**Actividad 1**
Imprime el fragmento del texto sobre la reforma tributaria que comienza en las palabras "Algunos de los" y termina después de "del Estado colombiano.".
**Actividad 2**
Según el texto sobre la reforma tributaria, ¿cuál es la mayor pérdida en la negociación política de la reforma?

**Texto proporcionado**
———

Otro elemento positivo es la exigencia a las zonas francas de garantizar un mínimo de exportación, recuperando su naturaleza y minimizando la competencia interna desleal. Habrá que ver si el país logra justificar ello frente a la legislación de comercio internacional de la OMC. También, Hacienda ha abierto la discusión sobre la tributación sobre la exportación de oro, tomando en cuenta los problemas de explotación ilegal y contrabando.
La reforma también plantea unos cambios en el monto a tributar de los colombianos de mayores ingresos, muchos de los cuales ya tributan, aunque cuentan con beneficios significativos que erosionan el recaudo, por ejemplo, en altas pensiones no basadas en ahorro individual. En este punto, lo positivo es que la reforma daría legitimidad a futuras reformas fiscales donde se puedan ampliar las bases gravables. Lo negativo es que la reforma se concentra en la clase media alta que gana más de 10 millones de pesos, dejando intacto a todo colombiano dentro del 50% más rico, al tiempo que no clarifica la regulación sobre dependientes, lo cual podría ser un elemento de mejora al sistema.
Algunos de los elementos negativos vienen del diseño intrínseco de la reforma, otros son producto de la negociación política hasta el momento. La mayor pérdida en dicha negociación es el retiro de la racionalización de los subsidios a la gasolina en zonas de frontera, zonas que se podrían apoyar con gasto público focalizado y no con gasolina barata que sirve a intereses no aceptados por la legislación. De parte del diseño, tal vez no era el mejor momento para discutir impuestos saludables como las bebidas azucaradas, al tiempo que hay faltantes como la discusión frente al IVA y su mecanismo de compensación, ni existe un compromiso explícito para incrementar la calidad del gasto, y por lo tanto la legitimidad fiscal del Estado colombiano.

———

**Entradas mostradas**
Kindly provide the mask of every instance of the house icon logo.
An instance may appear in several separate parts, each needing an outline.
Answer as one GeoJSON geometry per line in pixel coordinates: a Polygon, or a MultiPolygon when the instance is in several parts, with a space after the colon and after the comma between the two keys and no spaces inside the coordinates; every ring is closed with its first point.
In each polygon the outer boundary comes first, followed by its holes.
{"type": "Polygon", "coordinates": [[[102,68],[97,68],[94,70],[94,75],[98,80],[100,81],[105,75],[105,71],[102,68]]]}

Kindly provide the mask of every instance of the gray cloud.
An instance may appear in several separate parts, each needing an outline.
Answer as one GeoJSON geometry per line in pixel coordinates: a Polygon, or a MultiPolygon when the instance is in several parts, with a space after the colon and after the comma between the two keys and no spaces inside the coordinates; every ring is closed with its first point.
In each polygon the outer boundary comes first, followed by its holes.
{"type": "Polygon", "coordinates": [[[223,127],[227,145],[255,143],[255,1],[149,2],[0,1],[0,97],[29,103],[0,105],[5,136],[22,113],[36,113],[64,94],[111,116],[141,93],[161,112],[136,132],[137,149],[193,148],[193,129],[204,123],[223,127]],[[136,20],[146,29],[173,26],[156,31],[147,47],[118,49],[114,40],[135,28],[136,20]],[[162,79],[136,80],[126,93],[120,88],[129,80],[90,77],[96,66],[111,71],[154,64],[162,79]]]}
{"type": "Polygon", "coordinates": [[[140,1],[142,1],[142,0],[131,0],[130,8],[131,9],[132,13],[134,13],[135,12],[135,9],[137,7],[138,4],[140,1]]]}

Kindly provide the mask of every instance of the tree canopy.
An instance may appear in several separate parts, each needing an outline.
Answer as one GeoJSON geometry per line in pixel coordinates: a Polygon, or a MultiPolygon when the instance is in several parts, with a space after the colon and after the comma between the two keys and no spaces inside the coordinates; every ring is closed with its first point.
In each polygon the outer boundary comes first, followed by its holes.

———

**Espacio de respuesta 1**
Algunos de los elementos negativos vienen del diseño intrínseco de la reforma, otros son producto de la negociación política hasta el momento. La mayor pérdida en dicha negociación es el retiro de la racionalización de los subsidios a la gasolina en zonas de frontera, zonas que se podrían apoyar con gasto público focalizado y no con gasolina barata que sirve a intereses no aceptados por la legislación. De parte del diseño, tal vez no era el mejor momento para discutir impuestos saludables como las bebidas azucaradas, al tiempo que hay faltantes como la discusión frente al IVA y su mecanismo de compensación, ni existe un compromiso explícito para incrementar la calidad del gasto, y por lo tanto la legitimidad fiscal del Estado colombiano.

**Espacio de respuesta 2**
El retiro de la racionalización de los subsidios a la gasolina en zonas de frontera.